TASK TO COMPLETE = All lines of the entries with "below" in them must be listed.

RECORD EXTRACTS =
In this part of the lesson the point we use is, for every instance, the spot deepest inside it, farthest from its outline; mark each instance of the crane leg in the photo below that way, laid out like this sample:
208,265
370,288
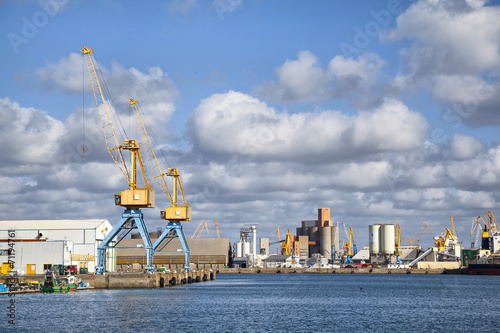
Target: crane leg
129,214
177,226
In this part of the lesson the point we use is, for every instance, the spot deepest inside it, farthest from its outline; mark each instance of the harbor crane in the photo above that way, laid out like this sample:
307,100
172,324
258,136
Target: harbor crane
202,224
398,244
179,211
349,247
132,199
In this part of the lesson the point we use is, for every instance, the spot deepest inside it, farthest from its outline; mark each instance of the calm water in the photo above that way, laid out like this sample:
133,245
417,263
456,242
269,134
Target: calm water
273,303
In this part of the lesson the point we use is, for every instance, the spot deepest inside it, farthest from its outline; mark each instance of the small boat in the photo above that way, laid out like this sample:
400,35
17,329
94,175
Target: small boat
62,284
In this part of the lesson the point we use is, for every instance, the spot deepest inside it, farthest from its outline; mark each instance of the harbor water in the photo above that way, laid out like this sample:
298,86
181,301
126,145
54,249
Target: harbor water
273,303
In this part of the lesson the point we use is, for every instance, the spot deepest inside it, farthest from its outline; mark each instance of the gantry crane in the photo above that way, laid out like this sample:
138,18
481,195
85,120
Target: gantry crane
132,199
397,245
349,247
178,212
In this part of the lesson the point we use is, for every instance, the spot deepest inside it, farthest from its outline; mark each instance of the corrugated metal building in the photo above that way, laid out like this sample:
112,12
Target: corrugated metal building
35,245
205,253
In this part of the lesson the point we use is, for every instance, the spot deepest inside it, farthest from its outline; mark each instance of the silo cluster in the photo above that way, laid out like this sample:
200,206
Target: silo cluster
318,236
382,245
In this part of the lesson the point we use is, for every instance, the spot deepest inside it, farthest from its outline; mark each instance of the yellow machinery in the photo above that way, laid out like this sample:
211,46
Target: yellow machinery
412,238
287,245
349,247
397,245
179,212
441,241
202,225
134,197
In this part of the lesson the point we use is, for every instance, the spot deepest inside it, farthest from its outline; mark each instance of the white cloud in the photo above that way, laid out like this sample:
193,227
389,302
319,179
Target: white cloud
304,79
466,147
237,124
29,136
450,37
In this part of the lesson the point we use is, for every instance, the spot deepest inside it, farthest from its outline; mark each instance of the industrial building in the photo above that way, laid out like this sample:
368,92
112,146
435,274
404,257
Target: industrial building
36,245
318,236
204,253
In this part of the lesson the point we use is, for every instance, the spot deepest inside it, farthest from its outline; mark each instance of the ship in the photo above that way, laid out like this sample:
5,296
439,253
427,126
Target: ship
486,265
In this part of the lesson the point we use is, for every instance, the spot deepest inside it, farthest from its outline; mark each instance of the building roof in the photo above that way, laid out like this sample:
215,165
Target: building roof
277,258
197,246
50,224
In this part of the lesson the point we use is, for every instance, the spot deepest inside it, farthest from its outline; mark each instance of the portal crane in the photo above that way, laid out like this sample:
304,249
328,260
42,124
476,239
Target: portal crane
179,212
132,199
349,247
398,244
442,240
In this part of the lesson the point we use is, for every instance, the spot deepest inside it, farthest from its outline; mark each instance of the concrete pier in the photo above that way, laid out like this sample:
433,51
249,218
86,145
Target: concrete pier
364,270
132,280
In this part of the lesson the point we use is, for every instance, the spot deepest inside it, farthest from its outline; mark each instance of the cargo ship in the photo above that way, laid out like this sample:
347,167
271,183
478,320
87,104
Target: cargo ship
486,265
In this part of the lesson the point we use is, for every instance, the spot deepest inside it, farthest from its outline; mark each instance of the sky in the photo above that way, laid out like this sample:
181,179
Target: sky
382,111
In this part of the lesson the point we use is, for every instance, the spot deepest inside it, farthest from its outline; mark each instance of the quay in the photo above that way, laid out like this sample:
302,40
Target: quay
125,280
357,270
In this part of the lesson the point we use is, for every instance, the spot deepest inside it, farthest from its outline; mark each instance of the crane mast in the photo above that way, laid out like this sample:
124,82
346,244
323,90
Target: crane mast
177,213
134,197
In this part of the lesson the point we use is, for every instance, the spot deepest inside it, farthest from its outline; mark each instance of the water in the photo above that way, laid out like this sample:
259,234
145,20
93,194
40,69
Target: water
273,303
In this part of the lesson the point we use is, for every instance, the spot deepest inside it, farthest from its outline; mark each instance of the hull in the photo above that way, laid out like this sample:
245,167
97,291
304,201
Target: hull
484,266
69,287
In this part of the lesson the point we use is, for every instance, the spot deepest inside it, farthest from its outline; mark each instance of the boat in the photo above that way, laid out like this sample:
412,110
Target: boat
486,265
62,284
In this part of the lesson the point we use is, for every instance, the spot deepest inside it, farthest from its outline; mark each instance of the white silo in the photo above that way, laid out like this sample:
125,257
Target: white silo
387,241
374,238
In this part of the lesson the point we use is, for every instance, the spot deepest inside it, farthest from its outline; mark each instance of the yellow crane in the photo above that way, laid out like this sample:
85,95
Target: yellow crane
134,197
349,247
441,241
397,245
202,224
179,211
217,228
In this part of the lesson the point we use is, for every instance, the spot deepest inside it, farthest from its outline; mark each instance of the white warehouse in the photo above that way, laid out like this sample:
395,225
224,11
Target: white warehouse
35,245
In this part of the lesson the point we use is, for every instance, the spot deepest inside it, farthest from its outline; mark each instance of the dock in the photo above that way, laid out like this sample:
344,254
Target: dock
357,270
125,280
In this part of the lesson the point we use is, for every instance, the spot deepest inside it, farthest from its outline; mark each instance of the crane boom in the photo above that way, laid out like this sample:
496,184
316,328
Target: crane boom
176,212
110,137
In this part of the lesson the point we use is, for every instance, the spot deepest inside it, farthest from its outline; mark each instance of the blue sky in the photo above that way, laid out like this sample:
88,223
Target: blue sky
380,110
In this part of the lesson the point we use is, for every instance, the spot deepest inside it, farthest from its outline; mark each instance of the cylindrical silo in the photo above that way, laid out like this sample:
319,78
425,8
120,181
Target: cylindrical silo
387,244
314,234
336,238
325,241
246,248
374,244
239,250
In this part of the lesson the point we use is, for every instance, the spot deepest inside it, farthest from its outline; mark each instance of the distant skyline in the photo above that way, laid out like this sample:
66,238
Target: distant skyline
379,110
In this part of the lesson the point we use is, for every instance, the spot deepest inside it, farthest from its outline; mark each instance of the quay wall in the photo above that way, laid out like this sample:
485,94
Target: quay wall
130,280
364,270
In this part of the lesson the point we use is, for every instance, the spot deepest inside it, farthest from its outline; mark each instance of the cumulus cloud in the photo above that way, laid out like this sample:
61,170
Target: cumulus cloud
238,124
450,37
304,79
153,89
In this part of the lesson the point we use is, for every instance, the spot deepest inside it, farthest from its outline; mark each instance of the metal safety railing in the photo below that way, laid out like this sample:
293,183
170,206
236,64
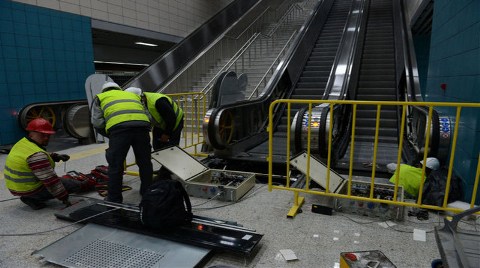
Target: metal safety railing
471,111
194,107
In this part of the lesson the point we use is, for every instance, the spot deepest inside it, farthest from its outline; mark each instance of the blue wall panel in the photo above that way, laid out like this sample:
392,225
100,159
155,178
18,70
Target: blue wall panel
455,60
45,55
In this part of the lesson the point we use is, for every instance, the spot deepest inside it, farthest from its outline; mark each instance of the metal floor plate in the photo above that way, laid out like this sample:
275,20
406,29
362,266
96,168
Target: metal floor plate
99,246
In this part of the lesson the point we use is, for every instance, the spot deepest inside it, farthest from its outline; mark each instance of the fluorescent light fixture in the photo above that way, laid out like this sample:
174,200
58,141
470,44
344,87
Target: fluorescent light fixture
120,63
146,44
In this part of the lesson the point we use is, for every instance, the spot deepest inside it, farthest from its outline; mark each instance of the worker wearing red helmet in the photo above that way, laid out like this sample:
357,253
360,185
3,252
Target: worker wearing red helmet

SOLUTION TO THE EXERCISE =
In this part of the lesson the point we use is, for every instance, the spot deepest inside it, farthest from its outline; mark each instance of the crane leg in the photo below that way, laid out like this sample:
In this part of the lesson the point we use is, for every instance, the spot deepest inside it, farthest from its outline; mark each instance of the metal safety railing in the photo below that way, laid out like this sample:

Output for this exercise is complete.